Excerpt:
- - - -
Debbie Stabenow needs your help,” U.S. Sen. Elizabeth Warren of Massachusetts wrote last week in a fundraising email to benefit her Democratic colleague in Michigan.

The email included a mock image of a “Kid Rock for US Senate” lawn sign he posted on Twitter as he confirmed that, yes, his kidrockforsenate.com website is real.

“Maybe this is all a joke – but we all thought Donald Trump was joking when he rode down the escalator at Trump Tower and announced his campaign too,” said Warren’s fundraising pitch. “... Debbie Stabenow isn’t taking anything for granted.”

Democrats are not alone in working to capitalize on the interest in – or threat of – a potential Rock run for Senate.

Republican candidate Lena Epstein, a Metro Detroit businesswoman who co-chaired President Donald Trump’s 2016 Michigan campaign, released a web video Friday welcoming Rock “2 the Party.”

“I’m running for the United States Senate to take the fight directly to Debbie Stabenow,” she said over a solo-guitar rendition of the “Star Spangled Banner.” “I might have to kick your butt in a primary first.”
- - - -
Tasks for this exercise:
• a. In the article about a possible Kid Rock Senate run, what role did Lena Epstein have in Donald Trump's 2016 campaign?
• b. Carry on the article about a possible Kid Rock Senate run, starting after its final sentence.
This material has no connection to the article above.

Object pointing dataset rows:
- - - -
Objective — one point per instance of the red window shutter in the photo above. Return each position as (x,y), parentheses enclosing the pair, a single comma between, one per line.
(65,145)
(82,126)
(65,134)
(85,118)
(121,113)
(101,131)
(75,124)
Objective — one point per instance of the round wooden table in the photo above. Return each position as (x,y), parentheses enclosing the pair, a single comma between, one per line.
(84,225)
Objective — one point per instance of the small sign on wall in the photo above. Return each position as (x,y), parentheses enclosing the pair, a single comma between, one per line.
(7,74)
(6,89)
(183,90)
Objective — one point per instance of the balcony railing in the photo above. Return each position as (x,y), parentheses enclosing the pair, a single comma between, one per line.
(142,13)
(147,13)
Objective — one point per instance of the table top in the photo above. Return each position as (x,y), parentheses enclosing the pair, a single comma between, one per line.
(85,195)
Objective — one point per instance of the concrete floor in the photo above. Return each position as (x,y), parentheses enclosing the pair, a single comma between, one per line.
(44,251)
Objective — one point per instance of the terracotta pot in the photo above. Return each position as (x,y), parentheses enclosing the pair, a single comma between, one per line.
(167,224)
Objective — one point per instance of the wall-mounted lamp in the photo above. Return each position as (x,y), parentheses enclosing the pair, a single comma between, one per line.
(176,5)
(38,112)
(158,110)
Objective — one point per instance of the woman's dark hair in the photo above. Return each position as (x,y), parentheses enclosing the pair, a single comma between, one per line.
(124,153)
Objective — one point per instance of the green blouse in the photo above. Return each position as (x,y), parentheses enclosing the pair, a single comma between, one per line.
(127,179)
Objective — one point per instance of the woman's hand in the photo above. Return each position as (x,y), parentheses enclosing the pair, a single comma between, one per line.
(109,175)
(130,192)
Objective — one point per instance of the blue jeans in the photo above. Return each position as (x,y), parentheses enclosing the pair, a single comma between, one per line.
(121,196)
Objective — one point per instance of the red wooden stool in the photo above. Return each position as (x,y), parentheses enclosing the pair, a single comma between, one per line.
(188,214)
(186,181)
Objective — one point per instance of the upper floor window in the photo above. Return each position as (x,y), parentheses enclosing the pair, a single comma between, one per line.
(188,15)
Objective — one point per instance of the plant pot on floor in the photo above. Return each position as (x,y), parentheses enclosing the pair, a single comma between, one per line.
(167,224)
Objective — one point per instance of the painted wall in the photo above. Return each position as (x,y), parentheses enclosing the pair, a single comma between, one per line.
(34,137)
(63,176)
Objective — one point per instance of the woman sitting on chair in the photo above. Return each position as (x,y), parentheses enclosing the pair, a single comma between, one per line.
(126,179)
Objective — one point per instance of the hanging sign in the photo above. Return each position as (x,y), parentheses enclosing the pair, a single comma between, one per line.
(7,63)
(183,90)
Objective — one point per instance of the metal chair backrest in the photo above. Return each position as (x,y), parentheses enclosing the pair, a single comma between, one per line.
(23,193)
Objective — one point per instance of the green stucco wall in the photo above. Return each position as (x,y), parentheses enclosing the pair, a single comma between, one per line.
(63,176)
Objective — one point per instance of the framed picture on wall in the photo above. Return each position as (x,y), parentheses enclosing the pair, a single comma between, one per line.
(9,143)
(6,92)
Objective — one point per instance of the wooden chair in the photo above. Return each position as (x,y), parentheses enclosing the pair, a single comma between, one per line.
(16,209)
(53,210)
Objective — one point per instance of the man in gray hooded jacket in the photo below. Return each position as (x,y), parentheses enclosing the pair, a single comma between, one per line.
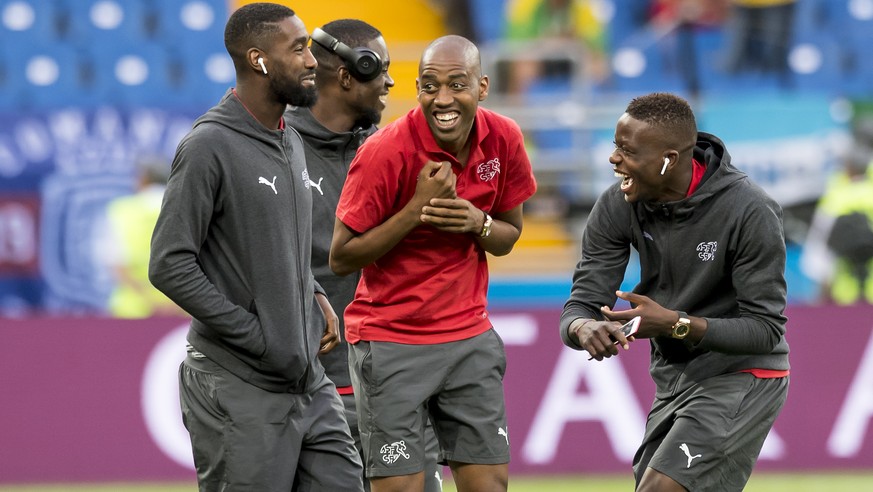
(232,248)
(349,106)
(711,296)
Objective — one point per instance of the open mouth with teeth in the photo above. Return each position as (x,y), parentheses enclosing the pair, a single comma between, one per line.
(447,120)
(626,181)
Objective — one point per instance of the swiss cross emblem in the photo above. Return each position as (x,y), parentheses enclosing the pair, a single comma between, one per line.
(487,170)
- - - -
Responses:
• a. She co-chaired his Michigan campaign.

• b.
Epstein invited Rock to travel the state with her to talk about issues — and disclosed that she’s pregnant.

“While we’re on the trail together, let’s shoot some guns,” she said. “You’ll have a beer or two. I’m pregnant, so I’ll have sweet tea.”

Doctor to challenge Upton

Another Democrat is joining the race for Congress in southwest Michigan. Public health expert and physician Matt Longjohn launched his campaign Tuesday in hopes of unseating longtime GOP U.S. Rep. Fred Upton.

For seven years, Longjohn served as the national health officer of the YMCA, where he ran community health programs. He left the position June 30, aiming to instead “improve the health and quality of life of people in the 6th District of Michigan,” he said.

Longjohn, 46, of Portage said a factor in his decision to run was when Upton negotiated a deal that helped House Republicans pass their plan to repeal and replace the Affordable Care Act in early May.

“As a physician and health leader, I felt it was my duty to get into this race,” Longjohn told The Detroit News.

“The Republican health care actions are really going to cause a lot of problems for everyone in this district, sooner or later. Older adults are going to be paying an age tax. People will be paying more for less care. These (state) waivers are just going to allow insurers to essentially sell junk.”

Upton, who had written previous legislation to repeal the Affordable Care Act, has defended his role in the health care bill, saying his negotiations resulted in $8 billion in additional money for those who face costly premiums in states that seek a waiver from health care regulations under the bill.

After the health care vote, the Democratic Congressional Campaign Committee added Upton to the list of Republicans it hopes to knock out in the midterm elections.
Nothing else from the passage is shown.